══ Provided passage ══
Having cared for her mentally ill father for more than four years, Catherine is understandably depressed and tired. His death frees her from stifling responsibility but forces her to face the future. Kelley Ryan plays Catherine initially as an unformed lump of exhaustion, slumping in shapeless clothes in an old rocking chair. She is credibly lost in her inner world, but her vocal inflections are oddly flat. When forced to face reality in the character of Hal, one of her father's former students now anxious to study the mathematician's final writings, she doesn't emerge enough to make any connections with him. Andrew Zaruba gives Hal enjoyable energy and passion; he's a complex character who is both intelligent and hip (and doesn't wear a pocket protector).

Auburn's script cleverly develops a romance between Catherine and Hal, but this production makes that romance nearly unbelievable. There's little for Hal to like in the Catherine we see in the first act, unless he's simply attracted to eccentric women who don't seem at all interested in him (or, for that matter, in much of anything). And although the script makes a big deal about their ages -- she's 25, he's 28 -- neither actor looks the appropriate age, which doesn't help matters any.

Flashback scenes in the second act give us glimpses of a younger Catherine, and here Ryan shines. Catherine's intellect and humor are compelling, and as she watches her father's mind disintegrate, her pain is palpable. In the difficult role of Robert, the father, Sam Hack works hard at showing us a formerly brilliant mind collapsing. But he never seems to really connect with his scene partners even in moments of sanity, and his repetitious vocal patterns and gestures add little to one's understanding of his character.

Rounding out the quartet of characters is Claire (Jennifer Zoole), Catherine's seemingly sane and successful sister. Her first encounter with Catherine after their father's death sizzles with guilt, blame and other fine sisterly emotions. Her take-charge attitude is a bracing wind destined to sweep away the dead leaves that have accumulated around the crumbling porch of the family home. (This porch is lovingly rendered in careful detail by Bell, who designed both set and costumes. His keen eye for visual elements is one of the best parts of this production.)

The play's crucial mystery -- whether Catherine wrote a brilliant new mathematical "proof" or stole it from her father -- is thankfully short on actual math and strong in dramatic tension. But this vital element isn't introduced until the final moment of the first act, which means that the development of Catherine and Hal's relationship is what must intrigue the audience for the first half of the play. Ryan and Zaruba portray their characters realistically, but Bell's direction fails to create a believable romance between them. The math problem and the theater problem are the same: The real work in fleshing out a mathematical proof is in making clear and compelling connections between seemingly disparate elements. The trick in making this Proof successful lies in precisely the same thing.
═══
══ Input material ══
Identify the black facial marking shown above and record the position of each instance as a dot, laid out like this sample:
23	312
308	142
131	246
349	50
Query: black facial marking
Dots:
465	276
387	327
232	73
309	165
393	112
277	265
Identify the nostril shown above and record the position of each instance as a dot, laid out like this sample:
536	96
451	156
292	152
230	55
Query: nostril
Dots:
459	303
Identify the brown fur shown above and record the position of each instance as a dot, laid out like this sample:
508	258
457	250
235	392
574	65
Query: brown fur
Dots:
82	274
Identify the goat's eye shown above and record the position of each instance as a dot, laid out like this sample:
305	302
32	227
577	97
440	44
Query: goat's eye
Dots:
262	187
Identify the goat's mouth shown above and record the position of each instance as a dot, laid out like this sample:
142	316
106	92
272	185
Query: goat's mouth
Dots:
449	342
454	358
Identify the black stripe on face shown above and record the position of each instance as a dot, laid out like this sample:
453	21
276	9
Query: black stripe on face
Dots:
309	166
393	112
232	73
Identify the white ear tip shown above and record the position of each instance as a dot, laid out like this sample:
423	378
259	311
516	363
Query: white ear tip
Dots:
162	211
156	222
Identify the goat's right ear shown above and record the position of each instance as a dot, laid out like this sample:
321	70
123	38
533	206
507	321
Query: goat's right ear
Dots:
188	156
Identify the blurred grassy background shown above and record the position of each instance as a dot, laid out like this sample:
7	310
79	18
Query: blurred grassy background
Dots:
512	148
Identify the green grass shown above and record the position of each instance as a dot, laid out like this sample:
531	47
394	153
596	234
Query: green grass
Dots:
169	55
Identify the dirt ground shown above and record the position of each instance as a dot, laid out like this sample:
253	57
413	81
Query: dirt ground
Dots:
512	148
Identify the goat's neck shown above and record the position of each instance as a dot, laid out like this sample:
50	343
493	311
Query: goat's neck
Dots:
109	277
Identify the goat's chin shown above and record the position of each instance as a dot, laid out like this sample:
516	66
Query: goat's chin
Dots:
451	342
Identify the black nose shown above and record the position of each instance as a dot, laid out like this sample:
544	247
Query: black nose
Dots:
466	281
═══
* _Things to do_
[1] In the review of this production of Proof, who designed both the set and the costumes?
[2] Please reproduce word for word the lines of the records from the one holding "Identify the dirt" through the last line of the records, inclusive.

* _Final answers_
[1] Bell

[2]
Identify the dirt ground shown above and record the position of each instance as a dot, laid out like this sample:
253	57
413	81
Query: dirt ground
Dots:
512	148
Identify the goat's neck shown above and record the position of each instance as a dot, laid out like this sample:
50	343
493	311
Query: goat's neck
Dots:
109	277
Identify the goat's chin shown above and record the position of each instance as a dot, laid out like this sample:
516	66
Query: goat's chin
Dots:
451	342
Identify the black nose shown above and record the position of each instance as a dot, laid out like this sample:
544	247
Query: black nose
Dots:
466	281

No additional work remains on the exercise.